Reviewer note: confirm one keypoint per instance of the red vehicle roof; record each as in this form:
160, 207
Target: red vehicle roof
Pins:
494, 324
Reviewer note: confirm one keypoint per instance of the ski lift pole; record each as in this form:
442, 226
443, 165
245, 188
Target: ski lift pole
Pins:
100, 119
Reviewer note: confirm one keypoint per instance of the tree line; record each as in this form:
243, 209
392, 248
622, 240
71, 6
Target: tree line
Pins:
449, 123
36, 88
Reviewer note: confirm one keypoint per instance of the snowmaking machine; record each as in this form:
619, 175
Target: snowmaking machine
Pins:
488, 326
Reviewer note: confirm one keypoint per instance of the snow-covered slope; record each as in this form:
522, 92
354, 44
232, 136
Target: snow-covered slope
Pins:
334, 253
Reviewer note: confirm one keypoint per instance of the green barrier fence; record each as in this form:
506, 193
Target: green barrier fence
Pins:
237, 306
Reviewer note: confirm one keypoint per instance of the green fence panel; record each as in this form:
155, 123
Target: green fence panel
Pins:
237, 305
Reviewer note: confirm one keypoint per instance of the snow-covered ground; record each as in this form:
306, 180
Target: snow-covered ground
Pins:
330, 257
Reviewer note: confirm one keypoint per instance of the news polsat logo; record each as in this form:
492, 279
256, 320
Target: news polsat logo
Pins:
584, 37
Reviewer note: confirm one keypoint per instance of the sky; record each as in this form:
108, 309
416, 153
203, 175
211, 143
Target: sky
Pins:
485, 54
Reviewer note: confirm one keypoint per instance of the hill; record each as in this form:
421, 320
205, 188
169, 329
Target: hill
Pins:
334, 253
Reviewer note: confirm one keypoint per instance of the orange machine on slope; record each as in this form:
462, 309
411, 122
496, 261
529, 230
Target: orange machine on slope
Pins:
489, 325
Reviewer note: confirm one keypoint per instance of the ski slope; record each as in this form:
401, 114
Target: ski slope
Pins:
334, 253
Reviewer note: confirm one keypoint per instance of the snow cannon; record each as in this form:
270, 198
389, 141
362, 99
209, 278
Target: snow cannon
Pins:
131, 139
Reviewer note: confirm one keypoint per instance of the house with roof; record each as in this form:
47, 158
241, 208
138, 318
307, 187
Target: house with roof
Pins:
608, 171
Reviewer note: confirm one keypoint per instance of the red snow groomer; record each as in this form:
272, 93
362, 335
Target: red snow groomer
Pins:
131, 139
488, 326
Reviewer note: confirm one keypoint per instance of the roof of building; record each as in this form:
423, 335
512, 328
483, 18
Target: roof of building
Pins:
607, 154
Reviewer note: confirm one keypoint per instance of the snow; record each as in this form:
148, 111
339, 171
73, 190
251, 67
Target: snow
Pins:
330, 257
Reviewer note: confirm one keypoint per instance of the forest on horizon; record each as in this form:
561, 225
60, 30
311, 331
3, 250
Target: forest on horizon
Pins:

What is required
Output the data above exactly, please, line for line.

Solution for this problem
Reviewer note: confirm one keypoint per instance of the red vehicle roof; record each as in this form:
160, 207
Target: red vehicle roof
Pins:
494, 324
Reviewer note: confirm one keypoint per instance of the ski lift pole; record each as in this form:
442, 226
443, 165
245, 188
Target: ski lift pole
Pins:
100, 119
Reviewer note: confirm one keypoint per instance of the tree line; record each as in this form:
243, 209
392, 248
622, 240
71, 6
Target: tree line
Pins:
449, 123
36, 88
Reviewer note: confirm one keypoint per instance of the snowmaking machine; record each as in this form:
619, 175
Target: snowmaking machine
Pins:
488, 326
Reviewer note: confirm one keypoint per instance of the snow-covered slope; record each as in this form:
522, 92
354, 44
232, 136
Target: snow-covered slope
Pins:
334, 253
Reviewer note: confirm one keypoint per instance of the green barrier fence; record each as in this form:
506, 193
Target: green barrier fence
Pins:
237, 306
Reviewer note: confirm one keypoint per instance of the green fence panel; record each as in this form:
155, 123
Target: green fence panel
Pins:
237, 305
Reviewer note: confirm one keypoint per instance of the snow-covered ground; record each as in this form:
306, 180
Target: snow-covered ground
Pins:
330, 257
Reviewer note: confirm one keypoint per instance of the news polsat logo; record each as in this form:
492, 279
256, 320
Target: news polsat logo
Pins:
584, 37
Reviewer note: confirm one keypoint per instance of the sky; record each as in this form:
108, 309
416, 153
203, 175
211, 143
Target: sky
Pins:
485, 54
Reviewer note: confirm one keypoint per instance of the hill; record each as in this form:
421, 320
205, 188
169, 329
Target: hill
Pins:
334, 253
Reviewer note: confirm one keypoint per instance of the orange machine on slope; record each as in this form:
462, 309
411, 122
496, 261
529, 230
Target: orange machine on slope
Pins:
489, 325
Reviewer note: confirm one keypoint per instance of the ski slope; record each as in this form:
401, 114
Target: ski slope
Pins:
334, 253
Reviewer note: confirm one keypoint per instance of the snow cannon; record each as in this form:
270, 198
389, 141
362, 99
209, 278
Target: snow cannon
Pins:
131, 139
Reviewer note: confirm one keypoint per instance of the house with roof; record each as in this form:
47, 158
241, 208
138, 318
307, 187
Target: house with roof
Pins:
608, 171
Reviewer note: confirm one keypoint per instance of the red snow groomer; record each as in this form:
272, 93
362, 335
Target: red snow groomer
Pins:
131, 139
488, 326
Reviewer note: confirm one keypoint per instance of the roof of building; record each as in this form:
423, 335
512, 328
483, 18
Target: roof of building
Pins:
607, 154
Reviewer note: confirm one keypoint per instance of the snow; record each as in this form:
148, 111
339, 171
73, 190
251, 67
Target: snow
Pins:
330, 257
Reviewer note: confirm one keypoint per instance of the forest on horizon; record each as in this form:
561, 225
60, 30
311, 331
3, 250
Target: forest on horizon
Pins:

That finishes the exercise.